[Opening RECORDS FOR THE TASK section]
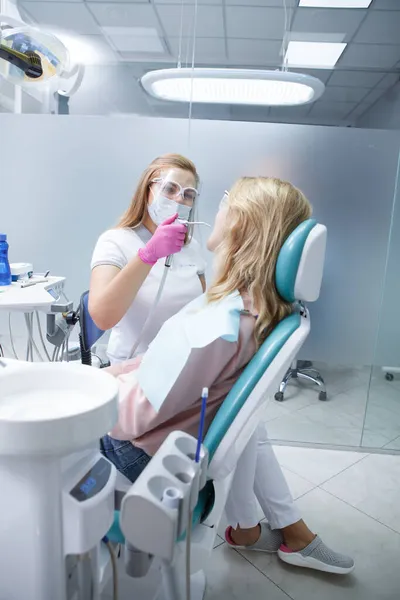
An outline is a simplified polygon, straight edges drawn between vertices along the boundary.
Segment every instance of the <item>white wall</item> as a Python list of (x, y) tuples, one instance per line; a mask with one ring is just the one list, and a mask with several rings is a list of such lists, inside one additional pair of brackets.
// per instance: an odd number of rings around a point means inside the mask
[Closing RECORDS FOR THE TASK section]
[Opening RECORDS FOR THE TASK section]
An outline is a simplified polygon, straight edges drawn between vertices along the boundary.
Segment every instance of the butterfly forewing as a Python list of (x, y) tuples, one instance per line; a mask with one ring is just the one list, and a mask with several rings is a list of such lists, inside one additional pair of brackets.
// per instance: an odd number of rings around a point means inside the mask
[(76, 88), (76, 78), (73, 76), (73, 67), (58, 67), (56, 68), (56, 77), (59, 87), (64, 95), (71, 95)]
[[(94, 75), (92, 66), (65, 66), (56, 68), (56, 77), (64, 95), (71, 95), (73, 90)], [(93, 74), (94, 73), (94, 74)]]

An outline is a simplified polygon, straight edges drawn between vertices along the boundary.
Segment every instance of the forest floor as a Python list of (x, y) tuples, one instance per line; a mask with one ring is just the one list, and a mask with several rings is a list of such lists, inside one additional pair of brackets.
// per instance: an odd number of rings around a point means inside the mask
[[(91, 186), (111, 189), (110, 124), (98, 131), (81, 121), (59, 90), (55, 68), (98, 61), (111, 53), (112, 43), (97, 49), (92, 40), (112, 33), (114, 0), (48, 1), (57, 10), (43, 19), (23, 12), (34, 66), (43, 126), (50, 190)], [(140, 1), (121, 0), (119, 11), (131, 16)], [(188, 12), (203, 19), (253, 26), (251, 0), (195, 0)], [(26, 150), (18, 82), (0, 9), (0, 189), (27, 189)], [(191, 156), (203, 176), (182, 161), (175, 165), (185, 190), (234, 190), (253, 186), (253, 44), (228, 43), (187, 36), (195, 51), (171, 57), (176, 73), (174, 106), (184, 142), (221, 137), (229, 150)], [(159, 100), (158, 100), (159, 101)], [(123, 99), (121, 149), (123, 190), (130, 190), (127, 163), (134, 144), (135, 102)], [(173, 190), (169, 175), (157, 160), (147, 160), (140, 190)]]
[Closing RECORDS FOR THE TASK section]
[Opening RECORDS FOR THE TASK section]
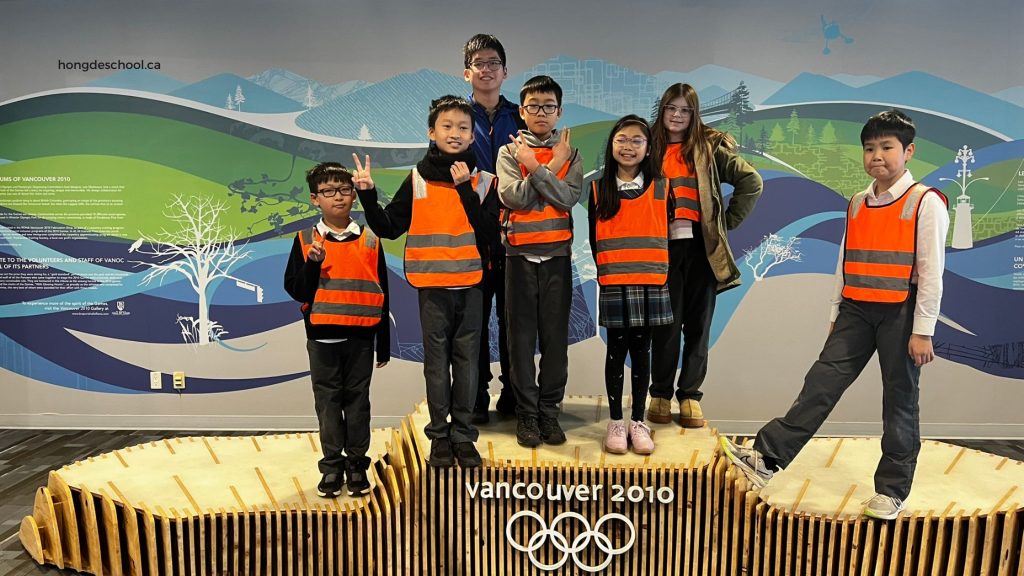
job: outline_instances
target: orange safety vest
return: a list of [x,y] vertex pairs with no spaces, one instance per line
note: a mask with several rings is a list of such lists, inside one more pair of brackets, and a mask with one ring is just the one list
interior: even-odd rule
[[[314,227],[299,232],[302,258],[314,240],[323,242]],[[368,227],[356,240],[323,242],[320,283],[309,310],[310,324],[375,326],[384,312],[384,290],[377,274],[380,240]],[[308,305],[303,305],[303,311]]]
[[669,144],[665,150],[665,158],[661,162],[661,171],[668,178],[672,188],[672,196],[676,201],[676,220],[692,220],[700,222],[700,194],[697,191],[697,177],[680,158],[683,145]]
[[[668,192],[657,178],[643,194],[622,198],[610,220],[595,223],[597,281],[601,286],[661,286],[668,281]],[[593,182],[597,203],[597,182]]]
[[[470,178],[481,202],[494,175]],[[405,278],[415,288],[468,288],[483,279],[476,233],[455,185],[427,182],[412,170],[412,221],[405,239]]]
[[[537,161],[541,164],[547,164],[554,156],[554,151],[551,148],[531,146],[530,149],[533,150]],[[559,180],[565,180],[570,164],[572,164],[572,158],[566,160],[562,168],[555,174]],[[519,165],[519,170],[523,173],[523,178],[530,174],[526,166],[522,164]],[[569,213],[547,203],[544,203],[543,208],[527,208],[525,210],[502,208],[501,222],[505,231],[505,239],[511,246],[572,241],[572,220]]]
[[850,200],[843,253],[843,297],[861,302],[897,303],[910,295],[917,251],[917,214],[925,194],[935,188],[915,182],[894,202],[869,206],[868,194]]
[Closing RECORDS FOR THE TASK section]
WORK TASK: Reproducing the whole listing above is not the task. Copy exactly only the lines from the one with "Segment every instance of the butterfly" to the one with "Segment every instance of the forest", both kept.

SOLUTION BELOW:
Segment every instance of the butterfly forewing as a Python list of (x, y) tuples, one instance per line; a mask with one ring is just the one list, and a mask with several rings is a list of such lists, inside one additional pair of brackets.
// per instance: an odd number of rings around a point means inside the mask
[(76, 88), (76, 78), (73, 76), (73, 67), (58, 67), (56, 68), (56, 77), (59, 87), (64, 95), (71, 95)]
[[(94, 75), (92, 66), (65, 66), (56, 68), (56, 77), (64, 95), (71, 95), (73, 90)], [(93, 74), (94, 73), (94, 74)]]

An outline is a simplified polygon, straight edges drawn between vertices along the boundary.
Segment every instance of the forest floor as a Python list of (x, y) tuples, one instance per line; a mask with one ring is just the one list, and a mask with several rings is a list of such lists, inside one additional pair of brackets.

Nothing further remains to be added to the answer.